- WRITTEN TASK -
Please continue the write-up below on examining coarse highways in Mondrian, starting after its last sentence.
-- start EXTRACTED TEXT --
How to look at the coarse highways

General idea

We don't have a good concept of what is wheat and what is chaff yet. Therefore we want to look at the representations, sift through some examples to get a general idea. This is the domain of exploratory data analysis, or dynamic visualisation.

What was exported and why

The script does not exactly compute the angle and the length of the sides of each node triple. Instead, it computes the cosine of the angle and the product of the lengths. I decided to do this because I wanted the information on coarseness represented by two variables, and the sign of the angle (+12° or -12°) does not matter. To have the information concentrated in two variables allows me to scatterplot it. A scatterplot is capable of presenting a lot of visual information to the observer.

Starting the recommended program for exploratory data analysis

I downloaded Mondrian by Martin Theus, a program which is designed for visually analysing large data sets. It seems to be written as a refutation of the prejudice that Java programs have to be slow. The program is simply a *.jar file which can be started by something like java -jar path/to/Mondrian.jar. The program expects the statistical software package R running with the library Rserve. If it doesn't, well, Mondrian will cough a bit and take a bit longer to start. Don't worry about the warnings issued. Then, load the data by using File->Open.

Exploring the data

Firstly, we see that the data type of the IDs has mistakenly be assumed to be numeric, while we'd rather see it being a categorical variable. To change this, highlight the respective variable name and select Options->Switch variable mode. You needn't do that for the nodeID as it takes considerable time to update the mode (did I mention that Mondrian is fast? Wait and see) but it makes a lot of sense to do that for the wayID.

Then, we want to scatterplot the nodes by angle and lengths. Highlight the angle and lengths variables and select Plot->Scatterplot. The well-behaving node triples now sit in the bottom right corner. To get an idea of the concentration of nodes you can press <Left> repeatedly in order to decrease the alpha channel of the dots, but you should then really press <Right> to increase it as we want to single out the offending node triples.

Along the bottom, the sharp angles are seen towards the left. As the cosine has a low gradient for small angles, even small deviations from the right side are to be regarded. Along the right side you see triples with longer sides. In my example, the top node is placed at 11.2 km^2, which means a node where both adjacent edges have an average length of more than three kilometers (Ouch!).
-- end EXTRACTED TEXT --
-- start EXCERPTED DATA --
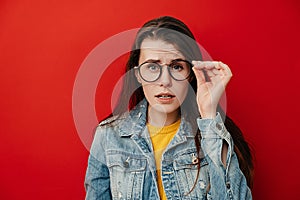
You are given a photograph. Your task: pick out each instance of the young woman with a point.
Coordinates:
(172, 143)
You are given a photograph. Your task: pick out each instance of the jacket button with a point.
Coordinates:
(228, 185)
(219, 126)
(126, 164)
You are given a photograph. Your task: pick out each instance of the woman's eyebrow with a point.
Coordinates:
(158, 61)
(151, 61)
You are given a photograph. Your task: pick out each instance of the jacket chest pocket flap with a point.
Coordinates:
(126, 162)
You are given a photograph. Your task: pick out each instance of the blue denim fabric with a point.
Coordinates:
(121, 164)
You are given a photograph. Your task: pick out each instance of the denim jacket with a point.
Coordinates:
(121, 164)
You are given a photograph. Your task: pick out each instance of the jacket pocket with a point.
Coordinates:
(186, 169)
(127, 172)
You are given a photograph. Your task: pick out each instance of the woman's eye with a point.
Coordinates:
(153, 67)
(177, 67)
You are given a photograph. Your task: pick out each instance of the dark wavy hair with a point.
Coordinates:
(175, 32)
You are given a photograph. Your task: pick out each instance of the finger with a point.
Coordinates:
(225, 68)
(198, 64)
(199, 76)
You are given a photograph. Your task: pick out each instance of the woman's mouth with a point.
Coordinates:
(165, 98)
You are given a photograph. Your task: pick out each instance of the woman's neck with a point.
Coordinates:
(160, 119)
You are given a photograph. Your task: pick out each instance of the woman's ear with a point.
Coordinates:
(138, 78)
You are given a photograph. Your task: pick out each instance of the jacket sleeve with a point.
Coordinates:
(226, 182)
(97, 180)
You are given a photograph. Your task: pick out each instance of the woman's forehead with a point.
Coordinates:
(158, 48)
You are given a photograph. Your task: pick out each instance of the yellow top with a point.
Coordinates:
(161, 137)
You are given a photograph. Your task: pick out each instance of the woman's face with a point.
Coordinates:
(165, 94)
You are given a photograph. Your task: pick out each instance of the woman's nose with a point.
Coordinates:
(165, 78)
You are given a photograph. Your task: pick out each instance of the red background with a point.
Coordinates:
(43, 43)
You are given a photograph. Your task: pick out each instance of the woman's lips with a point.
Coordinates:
(165, 97)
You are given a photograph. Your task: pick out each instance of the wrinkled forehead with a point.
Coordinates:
(159, 49)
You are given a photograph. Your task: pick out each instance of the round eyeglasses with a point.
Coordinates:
(178, 69)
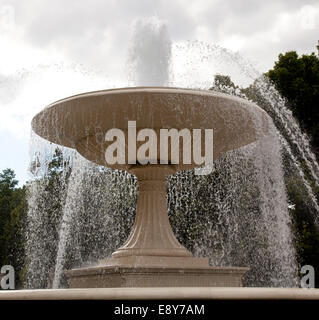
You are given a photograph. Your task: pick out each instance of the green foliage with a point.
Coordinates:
(13, 210)
(297, 79)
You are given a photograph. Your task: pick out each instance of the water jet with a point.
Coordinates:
(151, 256)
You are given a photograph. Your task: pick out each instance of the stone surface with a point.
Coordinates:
(186, 293)
(151, 255)
(116, 277)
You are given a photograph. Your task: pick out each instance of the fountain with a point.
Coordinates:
(151, 256)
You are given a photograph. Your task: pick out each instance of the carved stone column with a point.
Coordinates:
(152, 241)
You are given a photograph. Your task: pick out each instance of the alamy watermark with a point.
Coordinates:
(155, 150)
(7, 278)
(308, 280)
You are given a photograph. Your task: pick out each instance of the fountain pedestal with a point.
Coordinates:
(152, 256)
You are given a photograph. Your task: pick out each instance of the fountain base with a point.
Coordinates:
(124, 276)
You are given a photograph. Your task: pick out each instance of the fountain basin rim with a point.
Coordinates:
(149, 89)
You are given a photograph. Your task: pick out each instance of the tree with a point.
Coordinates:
(297, 79)
(13, 210)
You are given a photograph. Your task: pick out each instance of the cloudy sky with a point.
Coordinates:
(52, 49)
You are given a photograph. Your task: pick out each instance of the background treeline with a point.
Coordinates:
(295, 77)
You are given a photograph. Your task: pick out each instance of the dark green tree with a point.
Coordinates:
(297, 79)
(13, 210)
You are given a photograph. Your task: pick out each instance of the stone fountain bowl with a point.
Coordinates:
(151, 255)
(81, 121)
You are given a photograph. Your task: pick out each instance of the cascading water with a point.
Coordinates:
(238, 215)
-- end EXCERPTED DATA --
- TASK OUTPUT -
In order to get an idea of where the nodes are on the map, a scatterplot of longitude vs latitude might be a good idea. So we select Plot->Scatterplot on the variables lat and lon. The reulting plot does not resemble Mecklenburg-Vorpommern very well, though. So we have to right-click the plot (or do the equivalent with a one-buttoned mouse) and select "fixed aspect ratio" and "flip axes". Now we can select offending points on the QC scatterplot and see where they roughly are on the map.

But which ways and nodes are affected? Let's highlight the variable "name" and select Plot->Barchart. Do the same thing with the variable "wayID". The resulting screen is quite crowded, but the windows can be placed against each other to allow a good overview even on my non-widescreen monitor. Mark some offending points on the scatterplot and select Sort by->absolute selected. You will get the road names or wayIDs which contain most of the offending points.


For example, the way represented by the ID 28724722 seems to have a problem. Let's select the way in the barchart and zoom in to the highlighted points on the map (using middle mouse button and rubber band).


This looks coarse indeed, but before we write an Openstreetbugs entry, we look at the way in the data base itself.


Apparently, the mapper was aware that the granularity is not up to OSM standards and has attached a FIXME tag already, so we don't really need to jump to Openstreetbugs now.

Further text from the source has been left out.